◆ TASK DETAILS
Which lines in the records below mention the word "dark"? Copy each one out.

◆ DATA TO EXAMINE
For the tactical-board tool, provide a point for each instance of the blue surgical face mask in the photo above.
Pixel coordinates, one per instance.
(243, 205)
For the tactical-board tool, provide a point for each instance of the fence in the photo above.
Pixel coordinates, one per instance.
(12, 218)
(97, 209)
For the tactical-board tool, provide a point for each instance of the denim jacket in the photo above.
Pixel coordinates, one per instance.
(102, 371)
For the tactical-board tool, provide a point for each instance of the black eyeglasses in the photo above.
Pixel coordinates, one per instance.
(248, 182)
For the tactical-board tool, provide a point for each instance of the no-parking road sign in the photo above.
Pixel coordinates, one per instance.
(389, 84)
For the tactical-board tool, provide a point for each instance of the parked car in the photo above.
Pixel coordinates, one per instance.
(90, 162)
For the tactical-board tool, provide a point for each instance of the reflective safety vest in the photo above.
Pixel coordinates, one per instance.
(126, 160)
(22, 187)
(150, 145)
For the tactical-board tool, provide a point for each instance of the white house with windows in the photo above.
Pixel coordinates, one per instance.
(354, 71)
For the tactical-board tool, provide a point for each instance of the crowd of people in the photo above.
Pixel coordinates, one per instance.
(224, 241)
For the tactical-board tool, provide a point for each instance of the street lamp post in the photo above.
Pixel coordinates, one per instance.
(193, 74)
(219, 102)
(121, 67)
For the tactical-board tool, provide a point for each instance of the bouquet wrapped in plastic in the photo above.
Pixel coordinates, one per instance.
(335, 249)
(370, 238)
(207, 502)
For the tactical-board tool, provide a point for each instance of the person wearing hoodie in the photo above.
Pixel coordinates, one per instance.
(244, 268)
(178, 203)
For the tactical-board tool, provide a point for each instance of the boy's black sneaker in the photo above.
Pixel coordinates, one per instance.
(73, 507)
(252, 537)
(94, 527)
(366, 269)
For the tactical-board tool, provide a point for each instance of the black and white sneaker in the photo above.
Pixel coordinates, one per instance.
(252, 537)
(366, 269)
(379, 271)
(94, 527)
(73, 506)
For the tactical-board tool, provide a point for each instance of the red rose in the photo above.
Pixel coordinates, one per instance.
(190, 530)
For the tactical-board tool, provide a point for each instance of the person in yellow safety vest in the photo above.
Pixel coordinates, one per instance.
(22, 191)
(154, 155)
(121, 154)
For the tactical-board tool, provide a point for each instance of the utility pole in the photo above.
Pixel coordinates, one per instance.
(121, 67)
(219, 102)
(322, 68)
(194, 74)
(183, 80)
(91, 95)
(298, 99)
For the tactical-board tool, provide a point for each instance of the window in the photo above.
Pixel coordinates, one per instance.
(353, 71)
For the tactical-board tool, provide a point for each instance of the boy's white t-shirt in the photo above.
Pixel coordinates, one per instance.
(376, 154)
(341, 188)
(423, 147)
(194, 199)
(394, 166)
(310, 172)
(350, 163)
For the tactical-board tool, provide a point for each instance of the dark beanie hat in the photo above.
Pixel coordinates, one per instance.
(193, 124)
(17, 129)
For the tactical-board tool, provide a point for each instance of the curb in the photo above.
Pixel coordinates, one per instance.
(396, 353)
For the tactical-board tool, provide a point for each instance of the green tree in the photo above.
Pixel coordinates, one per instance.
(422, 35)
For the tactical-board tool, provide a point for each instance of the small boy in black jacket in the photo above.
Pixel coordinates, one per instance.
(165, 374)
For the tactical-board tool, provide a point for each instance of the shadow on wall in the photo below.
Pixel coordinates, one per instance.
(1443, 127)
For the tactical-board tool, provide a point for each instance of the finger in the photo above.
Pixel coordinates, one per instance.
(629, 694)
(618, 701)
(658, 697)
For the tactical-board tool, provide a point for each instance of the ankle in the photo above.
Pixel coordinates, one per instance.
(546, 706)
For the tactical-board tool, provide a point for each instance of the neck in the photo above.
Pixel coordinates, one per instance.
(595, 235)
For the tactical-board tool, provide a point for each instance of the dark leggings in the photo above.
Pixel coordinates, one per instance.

◆ PROBLEM SOLUTION
For the tactical-board tool, provide a point for each instance of the dark beanie hat in the photo above.
For the tactical-board tool, provide a point for each instance of the dark leggings in the photo above.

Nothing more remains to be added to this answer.